> [PASSAGE FOR REVIEW]:
Michelle Obama has never shied away from difficult conversations, but her latest sit down with tennis icon Serena Williams reached new levels of raw honesty. During a live taping of Obama’s podcast, the two women shared deeply personal accounts of their struggles with infertility, the weight of miscarriage, and why they believe women are too often left in the dark about their own reproductive health.
The conversation drew from Obama’s bestselling memoir, Becoming, in which she first revealed the challenges she and former President Barack Obama faced while trying to conceive their daughters, Malia and Sasha. What many readers may not have fully absorbed is just how isolating that experience was. Obama described how infertility felt like a personal failure a quiet grief that she carried largely alone at the time, before she found her way to in vitro fertilization, or IVF.
The pain behind the pregnancies
Obama and Williams, who have both become mothers and public figures celebrated in part for their strength, made clear that their journeys to motherhood were anything but seamless. Obama suffered a miscarriage before eventually turning to IVF, a path that brought both hope and heartbreak before her daughters arrived.
Williams, who shares two daughters with her husband Alexis Ohanian, echoed the emotional toll that infertility and pregnancy loss can take. Both women noted that these experiences are far more common than most people realize and far less talked about. The silence around miscarriage and fertility struggles, they agreed, does real damage. Women internalize their pain and assume they are alone in it, when in reality, millions face the same road.
A health crisis affecting Black women
The conversation took on an added urgency when the focus turned to the specific challenges Black women face. According to the National Women’s Law Center, Black women are nearly twice as likely to experience infertility compared to Hispanic and non Hispanic white women. Conditions such as fibroids and pelvic inflammatory disease, which disproportionately affect Black women, are among the leading contributors to that disparity.
Obama pointed to a broader failure in the medical system one where women, and particularly Black women, are not given adequate information about their bodies. She called for younger women to be educated early about their reproductive options, including egg freezing, which she described as a tool that can take meaningful pressure off women who are not yet ready for motherhood but want to preserve the possibility.
Empowering the next generation with knowledge
Williams went further, saying she actively encourages friends of childbearing age to look into egg freezing, crediting the option with relieving anxiety she had carried about her own timeline. For both women, the message was the same: knowledge is not just power it is protection.
Williams also touched on the dangers she faced during childbirth, including a life threatening complication that put her recovery in serious jeopardy. She credited her mother’s presence and support as a stabilizing force throughout her career and her path to motherhood, noting that her mother was courtside for milestone victories including a Grand Slam win while Williams was pregnant.
Why this conversation matters
What made the exchange between Obama and Williams so resonant was not just their celebrity, but their willingness to frame deeply personal experiences as part of a larger public health conversation. Infertility is still treated as something to be handled privately, and for many Black women, that silence is compounded by systemic inequities in healthcare access.
By speaking openly, both women are pushing back against a culture that too often tells women and Black women especially to endure quietly. Their message is a clear one: these conversations need to happen earlier, louder, and with far more support behind them. Women deserve better information, better care, and the reassurance that they are not alone in what they face.

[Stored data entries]
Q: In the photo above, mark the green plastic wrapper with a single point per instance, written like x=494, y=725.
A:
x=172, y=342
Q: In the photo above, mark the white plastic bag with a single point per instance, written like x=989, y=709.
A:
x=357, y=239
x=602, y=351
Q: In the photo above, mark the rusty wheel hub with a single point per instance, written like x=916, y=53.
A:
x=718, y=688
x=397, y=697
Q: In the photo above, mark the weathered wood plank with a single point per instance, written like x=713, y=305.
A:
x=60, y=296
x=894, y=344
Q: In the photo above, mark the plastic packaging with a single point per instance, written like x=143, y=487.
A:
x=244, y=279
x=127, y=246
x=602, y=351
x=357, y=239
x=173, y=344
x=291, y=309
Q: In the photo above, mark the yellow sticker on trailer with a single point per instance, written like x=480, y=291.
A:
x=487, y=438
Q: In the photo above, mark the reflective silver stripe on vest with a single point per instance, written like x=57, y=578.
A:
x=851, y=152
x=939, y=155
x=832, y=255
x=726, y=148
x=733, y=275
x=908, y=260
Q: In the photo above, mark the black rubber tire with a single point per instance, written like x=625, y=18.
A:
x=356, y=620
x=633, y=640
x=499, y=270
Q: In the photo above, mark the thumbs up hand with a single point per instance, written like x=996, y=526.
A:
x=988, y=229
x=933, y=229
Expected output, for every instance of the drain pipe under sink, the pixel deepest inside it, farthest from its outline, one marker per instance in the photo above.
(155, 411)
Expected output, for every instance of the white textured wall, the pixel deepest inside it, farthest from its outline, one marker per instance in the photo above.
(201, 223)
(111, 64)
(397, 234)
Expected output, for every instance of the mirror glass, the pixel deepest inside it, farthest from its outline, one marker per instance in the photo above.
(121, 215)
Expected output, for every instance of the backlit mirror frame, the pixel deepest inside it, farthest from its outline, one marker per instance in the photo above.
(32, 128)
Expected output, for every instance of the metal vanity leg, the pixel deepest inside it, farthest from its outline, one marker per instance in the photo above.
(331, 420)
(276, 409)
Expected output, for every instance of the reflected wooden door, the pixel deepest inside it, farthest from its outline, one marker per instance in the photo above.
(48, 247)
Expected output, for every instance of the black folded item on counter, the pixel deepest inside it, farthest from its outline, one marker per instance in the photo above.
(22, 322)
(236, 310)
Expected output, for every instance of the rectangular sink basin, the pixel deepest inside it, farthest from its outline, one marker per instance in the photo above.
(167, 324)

> [WORK TASK]: Copy the passage from the article on Michelle Obama and Serena Williams between "The conversation drew" and "her daughters arrived.", inclusive, substituting "children" for "daughters" wherever it occurs. The listing has nothing to do with this work.

> [SOLUTION FOR THIS TASK]:
The conversation drew from Obama’s bestselling memoir, Becoming, in which she first revealed the challenges she and former President Barack Obama faced while trying to conceive their children, Malia and Sasha. What many readers may not have fully absorbed is just how isolating that experience was. Obama described how infertility felt like a personal failure a quiet grief that she carried largely alone at the time, before she found her way to in vitro fertilization, or IVF.
The pain behind the pregnancies
Obama and Williams, who have both become mothers and public figures celebrated in part for their strength, made clear that their journeys to motherhood were anything but seamless. Obama suffered a miscarriage before eventually turning to IVF, a path that brought both hope and heartbreak before her children arrived.